▶ _Passage shown_
In [11]:
"""
MongoDB Assignment Solution - PWSkills
Complete solution for both theoretical and practical questions
"""

# First, install required packages (run this in Colab)
# !pip install pymongo pandas

import pymongo
import pandas as pd
from pymongo import MongoClient
import json

print("=== MONGODB ASSIGNMENT SOLUTIONS ===\n")

# ==========================================
# THEORETICAL QUESTIONS - ANSWERS
# ==========================================

theoretical_answers = {
    "Q1": """Key differences between SQL and NoSQL databases:
    - Structure: SQL uses structured tables with fixed schema, NoSQL uses flexible document/key-value structures
    - Schema: SQL requires predefined schema, NoSQL is schema-less or schema-flexible
    - Scaling: SQL scales vertically, NoSQL scales horizontally
    - ACID: SQL guarantees full ACID properties, NoSQL may sacrifice some for performance
    - Query Language: SQL uses structured query language, NoSQL uses various query methods
    - Relationships: SQL uses JOINs, NoSQL embeds documents or uses references""",

    "Q2": """What makes MongoDB a good choice for modern applications:
    - Flexible schema design accommodates evolving data requirements
    - Horizontal scaling capabilities handle large datasets
    - Rich query capabilities with aggregation pipeline
    - Built-in replication for high availability
    - JSON-like document storage matches application objects
    - Strong community and ecosystem support""",

    "Q3": """Collections in MongoDB:
    Collections are groups of MongoDB documents, equivalent to tables in SQL databases.
    They don't enforce a schema and can contain documents with different structures.
    Documents in a collection should be related but don't need identical fields.""",

    "Q4": """MongoDB high availability using replication:
    - Uses replica sets with primary and secondary nodes
    - Primary handles all write operations
    - Secondaries replicate primary's data
    - Automatic failover if primary fails
    - Reads can be distributed across secondaries""",

    "Q5": """Main benefits of MongoDB Atlas:
    - Fully managed cloud database service
    - Automated backups and monitoring
    - Built-in security features
    - Global clusters and multi-region deployment
    - Easy scaling and performance optimization
    - Integration with cloud providers (AWS, Azure, GCP)""",

    "Q6": """Role of indexes in MongoDB:
    Indexes improve query performance by creating efficient data structures.

▶ _Tasks_
A. In the MongoDB assignment code, which node in a replica set handles all write operations?
B. Transcribe the MongoDB assignment code from "MongoDB Assignment Solution - PWSkills" up to and including "this in Colab)".

▶ _Dataset rows_
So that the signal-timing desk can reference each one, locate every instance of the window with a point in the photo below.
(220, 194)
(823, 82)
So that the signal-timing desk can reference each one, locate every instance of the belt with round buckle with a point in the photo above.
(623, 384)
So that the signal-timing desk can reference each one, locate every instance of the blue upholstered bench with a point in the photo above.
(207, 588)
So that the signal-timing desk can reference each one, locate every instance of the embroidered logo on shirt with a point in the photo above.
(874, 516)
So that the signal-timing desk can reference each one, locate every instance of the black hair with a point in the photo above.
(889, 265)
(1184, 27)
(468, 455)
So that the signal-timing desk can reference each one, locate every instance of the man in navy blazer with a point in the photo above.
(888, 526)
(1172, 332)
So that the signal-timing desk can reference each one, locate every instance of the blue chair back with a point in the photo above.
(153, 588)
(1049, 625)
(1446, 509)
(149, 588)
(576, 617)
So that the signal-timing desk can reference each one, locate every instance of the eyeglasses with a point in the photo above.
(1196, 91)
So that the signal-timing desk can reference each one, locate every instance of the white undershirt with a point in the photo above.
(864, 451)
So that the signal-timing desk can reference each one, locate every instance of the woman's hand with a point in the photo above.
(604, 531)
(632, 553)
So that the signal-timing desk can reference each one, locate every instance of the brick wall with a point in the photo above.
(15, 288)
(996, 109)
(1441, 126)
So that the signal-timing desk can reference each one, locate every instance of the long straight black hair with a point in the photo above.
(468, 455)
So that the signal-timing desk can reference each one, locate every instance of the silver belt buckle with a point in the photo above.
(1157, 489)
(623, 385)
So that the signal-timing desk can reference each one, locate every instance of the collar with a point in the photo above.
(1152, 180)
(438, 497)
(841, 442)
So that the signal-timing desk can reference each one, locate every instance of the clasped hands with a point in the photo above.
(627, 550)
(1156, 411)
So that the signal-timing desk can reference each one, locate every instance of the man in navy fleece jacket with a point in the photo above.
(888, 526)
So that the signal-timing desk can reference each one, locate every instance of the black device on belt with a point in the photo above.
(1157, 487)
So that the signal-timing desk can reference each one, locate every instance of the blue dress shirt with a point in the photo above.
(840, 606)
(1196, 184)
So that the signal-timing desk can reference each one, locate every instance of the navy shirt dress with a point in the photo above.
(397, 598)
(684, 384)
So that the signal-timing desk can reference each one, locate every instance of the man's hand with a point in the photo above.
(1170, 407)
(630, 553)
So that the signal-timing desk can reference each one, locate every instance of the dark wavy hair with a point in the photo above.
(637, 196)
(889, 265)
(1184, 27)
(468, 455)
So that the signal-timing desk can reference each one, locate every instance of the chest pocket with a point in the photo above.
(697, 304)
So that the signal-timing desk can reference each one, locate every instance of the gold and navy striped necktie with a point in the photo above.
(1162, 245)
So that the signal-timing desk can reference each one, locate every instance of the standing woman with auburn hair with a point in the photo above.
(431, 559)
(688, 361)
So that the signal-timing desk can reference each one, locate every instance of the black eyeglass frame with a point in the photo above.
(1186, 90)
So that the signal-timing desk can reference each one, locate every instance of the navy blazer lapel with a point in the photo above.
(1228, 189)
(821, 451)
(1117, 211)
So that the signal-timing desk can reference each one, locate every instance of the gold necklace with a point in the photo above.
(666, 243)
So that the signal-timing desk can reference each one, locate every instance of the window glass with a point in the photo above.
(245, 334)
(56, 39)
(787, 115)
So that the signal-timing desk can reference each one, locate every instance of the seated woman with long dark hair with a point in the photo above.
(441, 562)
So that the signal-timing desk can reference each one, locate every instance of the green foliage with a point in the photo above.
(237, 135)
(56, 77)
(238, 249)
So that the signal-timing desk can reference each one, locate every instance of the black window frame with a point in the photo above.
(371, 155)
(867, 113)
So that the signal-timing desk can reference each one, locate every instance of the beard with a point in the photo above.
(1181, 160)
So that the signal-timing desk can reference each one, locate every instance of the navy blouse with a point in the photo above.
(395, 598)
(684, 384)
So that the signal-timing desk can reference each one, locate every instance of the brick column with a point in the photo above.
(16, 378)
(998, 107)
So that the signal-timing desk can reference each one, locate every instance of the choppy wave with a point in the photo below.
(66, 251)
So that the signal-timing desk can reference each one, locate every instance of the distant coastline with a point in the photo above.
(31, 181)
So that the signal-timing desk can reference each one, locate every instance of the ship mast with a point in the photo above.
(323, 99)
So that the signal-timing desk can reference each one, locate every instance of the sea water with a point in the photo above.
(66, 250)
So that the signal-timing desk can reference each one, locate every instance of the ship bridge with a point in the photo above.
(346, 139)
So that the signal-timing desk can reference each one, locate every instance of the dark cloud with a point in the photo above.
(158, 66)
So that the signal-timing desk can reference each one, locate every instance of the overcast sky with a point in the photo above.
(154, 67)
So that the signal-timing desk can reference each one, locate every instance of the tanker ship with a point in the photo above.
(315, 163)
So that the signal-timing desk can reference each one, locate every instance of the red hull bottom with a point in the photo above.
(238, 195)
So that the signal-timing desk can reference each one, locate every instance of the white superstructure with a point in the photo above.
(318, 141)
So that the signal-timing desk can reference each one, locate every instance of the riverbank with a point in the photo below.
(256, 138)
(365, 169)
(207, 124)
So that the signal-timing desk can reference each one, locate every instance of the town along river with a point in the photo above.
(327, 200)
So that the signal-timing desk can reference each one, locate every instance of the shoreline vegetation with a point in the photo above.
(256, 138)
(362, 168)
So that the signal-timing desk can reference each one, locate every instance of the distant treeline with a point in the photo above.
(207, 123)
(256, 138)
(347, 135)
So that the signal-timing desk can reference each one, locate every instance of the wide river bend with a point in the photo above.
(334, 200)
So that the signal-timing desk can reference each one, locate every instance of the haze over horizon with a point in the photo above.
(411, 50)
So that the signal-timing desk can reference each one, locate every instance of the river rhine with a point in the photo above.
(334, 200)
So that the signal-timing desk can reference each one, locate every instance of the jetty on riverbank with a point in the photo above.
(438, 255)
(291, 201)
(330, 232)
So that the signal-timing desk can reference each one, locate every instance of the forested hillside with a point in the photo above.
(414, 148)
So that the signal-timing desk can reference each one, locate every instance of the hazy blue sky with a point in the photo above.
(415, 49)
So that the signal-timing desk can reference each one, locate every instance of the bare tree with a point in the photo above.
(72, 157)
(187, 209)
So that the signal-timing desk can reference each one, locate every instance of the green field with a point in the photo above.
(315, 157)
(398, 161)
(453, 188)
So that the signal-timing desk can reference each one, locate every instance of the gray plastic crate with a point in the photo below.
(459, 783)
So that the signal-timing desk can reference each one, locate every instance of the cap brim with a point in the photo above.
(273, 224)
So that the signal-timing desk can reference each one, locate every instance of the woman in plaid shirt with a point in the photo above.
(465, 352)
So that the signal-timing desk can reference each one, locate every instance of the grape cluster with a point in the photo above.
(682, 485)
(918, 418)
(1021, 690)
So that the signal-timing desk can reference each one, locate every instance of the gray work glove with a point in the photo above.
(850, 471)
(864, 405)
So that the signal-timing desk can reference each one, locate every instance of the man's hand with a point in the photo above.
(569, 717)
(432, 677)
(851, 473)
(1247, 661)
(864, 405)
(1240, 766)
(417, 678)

▶ _Answers to each task_
A. The primary node.

B.
MongoDB Assignment Solution - PWSkills
Complete solution for both theoretical and practical questions
"""

# First, install required packages (run this in Colab)